# 本文
********

女性のための防災ガイド 後編|自分を守る備えとは?いざという時のための防災グッズ
災害時、自宅や避難所で安心して避難生活を送るために。
前編では、女性が避難生活で直面しやすい困りごとや健康リスクについてお伝えしました。今回はそれを踏まえ、「では具体的に何を備えておけばいいのか?」という視点から、女性のための防災グッズを解説していきます。
バッテリーや食料、水といった、よくある定番の備蓄はいったん省いて、防災グッズにプラスして備えておきたい女性ならではのものを解説します。
「もしも」の時、他人に頼らず自分が安心できるものを確保しておくことは、生き抜くための力になります。日常にも取り入れられる備えから、少しずつ始めてみましょう。
防災アイテムは「自分仕様」にカスタマイズしよう
防災アイテムというと水や非常食ばかりに目が行きがちですが、実際の避難生活では「地味な不快」を減らすことがストレス軽減につながります。
非常持ち出し袋は、一般的に「防災マニュアル」に書かれた中身を参考にして用意する人が多いと思いますが、女性には、女性特有のニーズがありますので、それだけでは不十分なこともあります。今回は、普通の防災グッズにプラスしておきたい、女性ならではの困りごとを解消するために備えたいものを以下にピックアップしてみました。リュックの中身を女性目線で見直し、必要があれば追加してみましょう。
女性におすすめしたい防災グッズ
ワセリン
保湿の王道、ワセリン。乾燥による唇や手指、デリケートゾーンの乾燥や肌荒れの予防に。また、衣類の擦れによる炎症や、小さな傷の保護にも使えるため、1本あると色々な用途に活用できて便利です。
アイマスク
避難所では安全のために照明が一晩中点灯していることも多く、睡眠環境が整わないことが少なくありません。アイマスクを使用することで睡眠の質を保ち、精神的な安定にもつながります。
好きな香りのハンドクリーム、リップクリーム
乾燥対策としての保湿はもちろん、慣れ親しんだ香りが心を落ち着けてくれる効果があります。災害時のストレス軽減にも寄与するセルフケア用品のひとつです。
デリケートゾーン用ワイプ、おしりふき
外陰部の清潔は意外と大切です。おしりふきがあると、入浴が困難な状況下でもデリケートゾーンの清潔を保つことができ、かゆみやにおい、感染症の予防につながります。
ドライシャンプー
髪を洗えない状況でも、頭皮のベタつきや不快感を軽減することができます。心身のリフレッシュや気分転換にもつながり、避難所生活のストレスを和らげるアイテムです。
黒いビニール袋(中身が見えないゴミ袋)
避難所や自宅で出た使用済みの生理用品や、汚れた下着などの処理に適しており、内容物が透けないことでプライバシーを守ることができます。

********

# データセット
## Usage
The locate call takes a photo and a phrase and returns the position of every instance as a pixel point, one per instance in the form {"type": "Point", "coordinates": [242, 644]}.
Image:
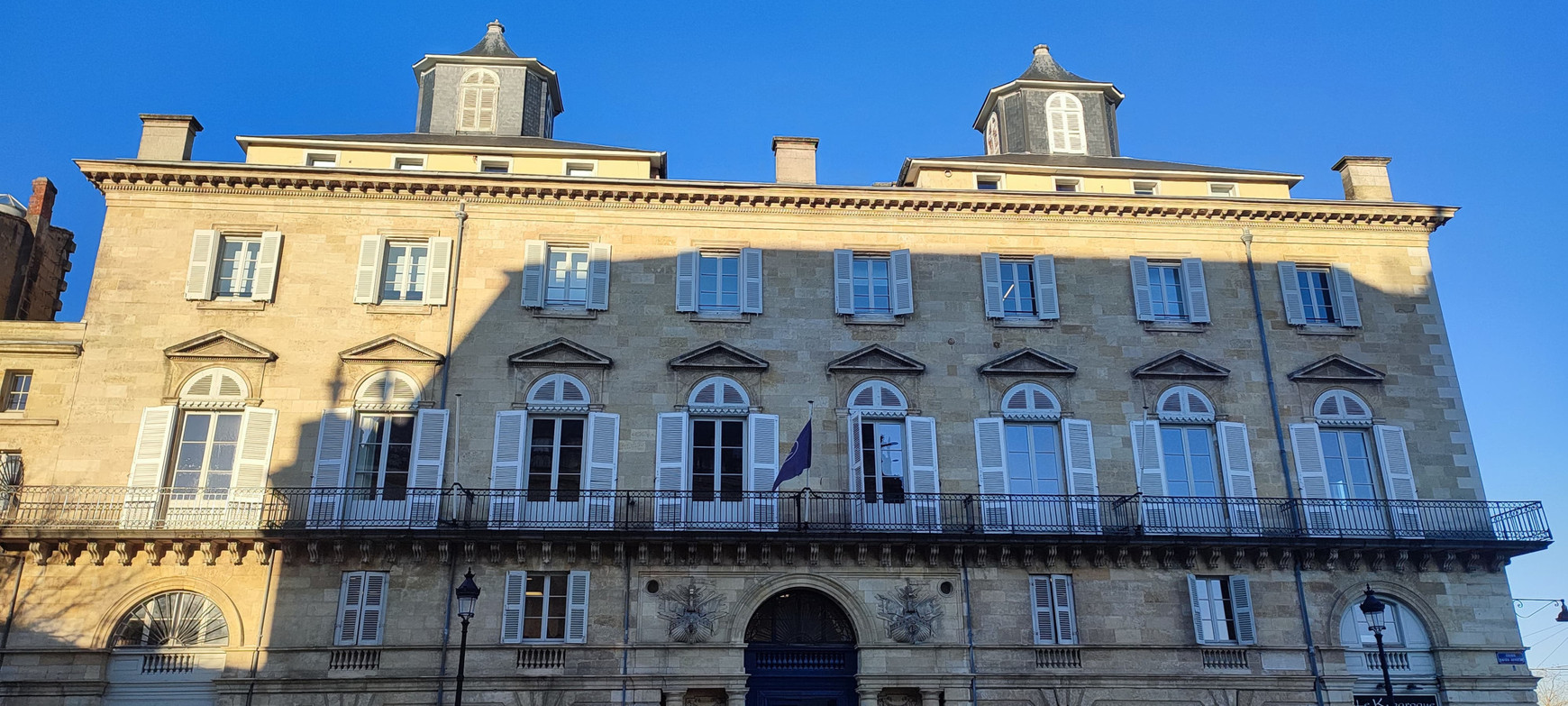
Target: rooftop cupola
{"type": "Point", "coordinates": [1051, 110]}
{"type": "Point", "coordinates": [487, 90]}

********

# 課題 A
本文によると、避難所でアイマスクを使うとよいのはなぜか。1〜3文で説明せよ。
# 課題 B
本文のうち、「非常持ち出し袋は、一般的に「」で始まり「黒いビニール袋(中身が見えないゴミ袋)」で終わる範囲を一字一句そのまま引用せよ。

# 解答例 A
避難所では安全のために照明が一晩中点灯していることが多く、睡眠環境が整わないことが少なくないためである。アイマスクを使えば睡眠の質を保て、精神的な安定にもつながる。

# 解答例 B
非常持ち出し袋は、一般的に「防災マニュアル」に書かれた中身を参考にして用意する人が多いと思いますが、女性には、女性特有のニーズがありますので、それだけでは不十分なこともあります。今回は、普通の防災グッズにプラスしておきたい、女性ならではの困りごとを解消するために備えたいものを以下にピックアップしてみました。リュックの中身を女性目線で見直し、必要があれば追加してみましょう。
女性におすすめしたい防災グッズ
ワセリン
保湿の王道、ワセリン。乾燥による唇や手指、デリケートゾーンの乾燥や肌荒れの予防に。また、衣類の擦れによる炎症や、小さな傷の保護にも使えるため、1本あると色々な用途に活用できて便利です。
アイマスク
避難所では安全のために照明が一晩中点灯していることも多く、睡眠環境が整わないことが少なくありません。アイマスクを使用することで睡眠の質を保ち、精神的な安定にもつながります。
好きな香りのハンドクリーム、リップクリーム
乾燥対策としての保湿はもちろん、慣れ親しんだ香りが心を落ち着けてくれる効果があります。災害時のストレス軽減にも寄与するセルフケア用品のひとつです。
デリケートゾーン用ワイプ、おしりふき
外陰部の清潔は意外と大切です。おしりふきがあると、入浴が困難な状況下でもデリケートゾーンの清潔を保つことができ、かゆみやにおい、感染症の予防につながります。
ドライシャンプー
髪を洗えない状況でも、頭皮のベタつきや不快感を軽減することができます。心身のリフレッシュや気分転換にもつながり、避難所生活のストレスを和らげるアイテムです。
黒いビニール袋(中身が見えないゴミ袋)